### WHAT NEEDS TO BE DONE
Format every row below as a JSON list of strings, with one string for each line and no blank lines.

### DATASET ENTRIES
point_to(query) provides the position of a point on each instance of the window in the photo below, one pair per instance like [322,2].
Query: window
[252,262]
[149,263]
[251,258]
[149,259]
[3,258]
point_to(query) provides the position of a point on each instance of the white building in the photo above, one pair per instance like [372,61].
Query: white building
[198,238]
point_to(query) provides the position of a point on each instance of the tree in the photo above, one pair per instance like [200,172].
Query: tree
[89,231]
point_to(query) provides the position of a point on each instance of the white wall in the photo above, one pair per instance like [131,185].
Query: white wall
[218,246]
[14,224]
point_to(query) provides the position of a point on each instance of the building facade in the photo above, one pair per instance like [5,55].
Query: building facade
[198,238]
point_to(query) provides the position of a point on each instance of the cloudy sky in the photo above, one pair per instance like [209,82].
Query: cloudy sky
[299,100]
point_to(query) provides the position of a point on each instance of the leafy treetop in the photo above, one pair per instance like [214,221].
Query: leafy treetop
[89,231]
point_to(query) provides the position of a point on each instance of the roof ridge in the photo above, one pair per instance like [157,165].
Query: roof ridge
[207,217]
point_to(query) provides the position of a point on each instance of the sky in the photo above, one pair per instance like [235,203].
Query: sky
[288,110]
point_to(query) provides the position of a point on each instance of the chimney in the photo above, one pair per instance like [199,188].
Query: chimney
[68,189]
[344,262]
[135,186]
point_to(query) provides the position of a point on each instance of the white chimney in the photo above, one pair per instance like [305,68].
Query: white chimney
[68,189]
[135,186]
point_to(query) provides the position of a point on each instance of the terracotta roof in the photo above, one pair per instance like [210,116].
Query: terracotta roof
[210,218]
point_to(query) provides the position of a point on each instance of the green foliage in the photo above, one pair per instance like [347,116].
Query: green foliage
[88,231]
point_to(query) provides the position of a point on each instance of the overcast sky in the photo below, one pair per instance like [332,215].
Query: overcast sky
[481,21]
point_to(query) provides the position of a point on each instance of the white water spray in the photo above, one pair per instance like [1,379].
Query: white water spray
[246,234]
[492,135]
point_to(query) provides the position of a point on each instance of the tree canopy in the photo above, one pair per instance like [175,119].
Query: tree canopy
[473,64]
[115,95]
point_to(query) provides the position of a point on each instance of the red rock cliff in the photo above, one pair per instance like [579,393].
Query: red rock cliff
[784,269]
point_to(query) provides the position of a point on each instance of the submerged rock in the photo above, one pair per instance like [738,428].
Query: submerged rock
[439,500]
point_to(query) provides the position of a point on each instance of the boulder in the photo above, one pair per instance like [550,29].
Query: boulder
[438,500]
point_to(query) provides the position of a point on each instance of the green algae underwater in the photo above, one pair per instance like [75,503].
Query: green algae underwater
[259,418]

### FULL ANSWER
[
  "point_to(query) provides the position of a point on each instance of the window in the photo below, one pair per instance like [322,2].",
  "Query: window",
  "[252,262]",
  "[149,263]",
  "[251,258]",
  "[149,259]",
  "[3,258]",
  "point_to(query) provides the position of a point on each instance of the white building in the photo above, one pair per instance like [372,61].",
  "Query: white building",
  "[198,238]",
  "point_to(query) provides the position of a point on each instance of the tree in the photo above, one pair per instance like [200,172].",
  "Query: tree",
  "[89,231]",
  "point_to(query) provides the position of a point on each instance of the white wall in the photo above, one pair per instance like [131,185].",
  "Query: white wall",
  "[218,246]",
  "[14,224]",
  "point_to(query) provides the position of a point on each instance of the building facade in the photo above, one pair per instance like [5,55].",
  "Query: building facade",
  "[198,238]",
  "point_to(query) provides the position of a point on each instance of the cloudy sky in the photo above, one pair per instance like [209,82].",
  "Query: cloudy sky",
  "[299,100]",
  "point_to(query) provides the position of a point on each instance of the leafy treetop in the photo above, one pair per instance like [214,221].",
  "Query: leafy treetop",
  "[89,231]",
  "point_to(query) provides the position of a point on each instance of the roof ridge in the photo above, one pair per instance like [157,165].",
  "Query: roof ridge",
  "[207,217]",
  "point_to(query) provides the position of a point on each instance of the sky in the photo above, one pair per instance like [235,203].",
  "Query: sky",
  "[288,110]",
  "point_to(query) provides the position of a point on each instance of the chimney in the photo above, one pair per instance like [199,188].",
  "Query: chimney",
  "[68,189]",
  "[344,262]",
  "[135,186]",
  "point_to(query) provides the position of a point on each instance of the white chimney in the photo above, one pair per instance like [305,68].",
  "Query: white chimney",
  "[68,189]",
  "[135,186]",
  "point_to(query) provides the position of a point on each instance of the terracotta roof in the photo above, one pair per instance like [210,116].",
  "Query: terracotta roof",
  "[210,218]",
  "point_to(query) provides the position of a point on each instance of the green foliage in the photo above, one pair per instance like [347,116].",
  "Query: green foliage",
  "[88,231]",
  "point_to(query) provides the position of a point on each instance of the overcast sky in the photo below, one pair per instance like [332,215].",
  "Query: overcast sky",
  "[481,21]",
  "point_to(query) provides the position of a point on each instance of the white water spray in the photo above, one pair per instance like [1,379].",
  "Query: white water spray",
  "[246,234]",
  "[492,135]",
  "point_to(query) provides the position of a point on each instance of the tree canopy in the photo above, one pair per instance like [175,119].",
  "Query: tree canopy",
  "[473,64]",
  "[115,95]",
  "point_to(query) provides the position of a point on each instance of the red rock cliff in the photo above, one pair per instance like [579,393].",
  "Query: red rock cliff",
  "[784,269]",
  "point_to(query) provides the position of a point on each instance of the submerged rock in the photo above, one pair per instance like [738,428].",
  "Query: submerged rock",
  "[439,500]",
  "point_to(query) provides the position of a point on each instance of the boulder in the photo above, one pair per instance like [550,29].",
  "Query: boulder",
  "[438,500]",
  "point_to(query) provides the position of a point on each instance of the green algae underwater in the photo above, one pair per instance like [75,503].",
  "Query: green algae underwater",
  "[259,418]"
]